* [Requirement]: Arrange every line of the data below as a numbered list, omitting any blank lines.

* [Object location annotation data]:
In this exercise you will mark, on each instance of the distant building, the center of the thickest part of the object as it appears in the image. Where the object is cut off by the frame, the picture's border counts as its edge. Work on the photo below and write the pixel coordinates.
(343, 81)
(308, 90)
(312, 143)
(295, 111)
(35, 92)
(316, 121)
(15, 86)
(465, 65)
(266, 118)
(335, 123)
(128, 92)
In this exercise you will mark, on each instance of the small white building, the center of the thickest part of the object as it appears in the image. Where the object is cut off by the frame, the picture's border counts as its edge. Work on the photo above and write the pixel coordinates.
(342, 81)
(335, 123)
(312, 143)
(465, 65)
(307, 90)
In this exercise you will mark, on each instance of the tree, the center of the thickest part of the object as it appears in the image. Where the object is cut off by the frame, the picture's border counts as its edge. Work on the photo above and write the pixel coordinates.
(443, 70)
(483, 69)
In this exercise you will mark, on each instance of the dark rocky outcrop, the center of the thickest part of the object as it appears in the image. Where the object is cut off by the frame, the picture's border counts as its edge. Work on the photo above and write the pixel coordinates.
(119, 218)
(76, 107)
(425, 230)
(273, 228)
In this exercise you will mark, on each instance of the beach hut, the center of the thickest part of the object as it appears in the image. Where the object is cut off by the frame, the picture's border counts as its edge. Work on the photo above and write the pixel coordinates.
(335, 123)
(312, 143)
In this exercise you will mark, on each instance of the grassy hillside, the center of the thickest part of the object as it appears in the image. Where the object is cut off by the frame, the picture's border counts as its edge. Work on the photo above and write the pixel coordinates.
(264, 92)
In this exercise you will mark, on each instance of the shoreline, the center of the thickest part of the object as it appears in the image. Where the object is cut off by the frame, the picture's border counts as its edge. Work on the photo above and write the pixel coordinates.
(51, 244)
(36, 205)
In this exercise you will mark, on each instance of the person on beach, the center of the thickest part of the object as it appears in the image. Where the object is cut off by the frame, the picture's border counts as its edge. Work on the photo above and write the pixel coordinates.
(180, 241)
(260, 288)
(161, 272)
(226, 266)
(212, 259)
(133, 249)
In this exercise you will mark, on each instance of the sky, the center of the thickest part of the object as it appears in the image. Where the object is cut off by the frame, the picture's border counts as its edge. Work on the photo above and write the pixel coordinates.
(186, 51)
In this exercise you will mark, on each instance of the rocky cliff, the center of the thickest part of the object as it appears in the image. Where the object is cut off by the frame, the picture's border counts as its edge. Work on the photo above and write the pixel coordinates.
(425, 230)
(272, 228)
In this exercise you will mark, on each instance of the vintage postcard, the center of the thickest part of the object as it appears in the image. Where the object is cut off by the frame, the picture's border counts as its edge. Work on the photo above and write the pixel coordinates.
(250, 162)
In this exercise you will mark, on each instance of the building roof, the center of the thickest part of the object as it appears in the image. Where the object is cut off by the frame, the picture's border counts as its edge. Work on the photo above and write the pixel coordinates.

* [Answer to this exercise]:
1. In this exercise you will mark, on each instance of the distant building, the center of the thickest part of the object as it appears in the image. Where the object is cut off by the frame, the picture's border counts as its edge. Work on the photo below and write the pixel coordinates.
2. (343, 81)
3. (308, 90)
4. (312, 143)
5. (295, 111)
6. (35, 92)
7. (316, 121)
8. (15, 86)
9. (465, 65)
10. (266, 118)
11. (335, 123)
12. (128, 92)
13. In this exercise you will mark, on each instance of the small white building, the center of the thickest part of the object as it appears in the image. Where the object is cut off by the frame, the picture's border counts as its edge. Work on the photo above and write the pixel coordinates.
14. (342, 81)
15. (335, 123)
16. (312, 143)
17. (465, 65)
18. (307, 90)
19. In this exercise you will mark, on each instance of the tree, the center of the thickest part of the object as it appears in the image. Where the object is cut off by the frame, the picture's border counts as its edge. Work on the photo above and write the pixel coordinates.
20. (443, 70)
21. (483, 69)
22. In this exercise you will mark, on each instance of the dark rocky outcrop, the center of the thickest part of the object as it appears in the image. Where the object is cut off by the frame, the picture's border counts as its edge. Work on the photo above and write the pixel coordinates.
23. (119, 218)
24. (76, 107)
25. (425, 230)
26. (273, 228)
27. In this exercise you will mark, on each instance of the beach hut, the center of the thickest part of the object as it appears in the image. Where the object is cut off by the frame, the picture's border counts as its edge. Work on the photo above and write the pixel coordinates.
28. (335, 123)
29. (312, 143)
30. In this exercise you will mark, on each instance of the grassy hillside, the center of the thickest part of the object as it appears in the image. Where the object is cut off by the frame, the picture's border counts as its edge. Work on the photo above and write the pixel coordinates.
31. (264, 92)
32. In this exercise you will mark, on each instance of the shoreline, the center of the thickest part of the object as it appears in the image. Where the object is cut off by the frame, the picture's border counts as its edge. Work on the photo above and write the pixel coordinates.
33. (51, 244)
34. (36, 205)
35. In this exercise you will mark, on each instance of the person on beach, the center of the thickest part of the object as it appears in the image. Where the object is cut off by the frame, the picture's border counts as its edge. Work on the photo above and write the pixel coordinates.
36. (180, 241)
37. (260, 288)
38. (161, 272)
39. (226, 266)
40. (212, 259)
41. (133, 249)
42. In this exercise you will mark, on each instance of the sky, the center of the thickest part of the object as it appears in the image. Where the object is cut off by the frame, the picture's border counts as its edge. Work on the photo above and write the pixel coordinates.
43. (186, 51)
44. In this exercise you will mark, on each instance of the rocky cliff, the center of the thickest part of the object as it appears in the image. Where the object is cut off by the frame, the picture's border counts as its edge. Work on the photo above and write the pixel coordinates.
45. (425, 230)
46. (272, 228)
47. In this exercise you will mark, on each instance of the vintage postcard, the center of the thickest part of the object as it appears in the image. Where the object is cut off by the frame, the picture's border counts as its edge. Work on the photo above and write the pixel coordinates.
48. (250, 162)
49. In this exercise you will mark, on each instance of the building roof, the center of the thickest part of the object as it appears in the image. Where the object is cut off by the frame, the picture's border counts as its edge. Work on the photo above and write the pixel coordinates.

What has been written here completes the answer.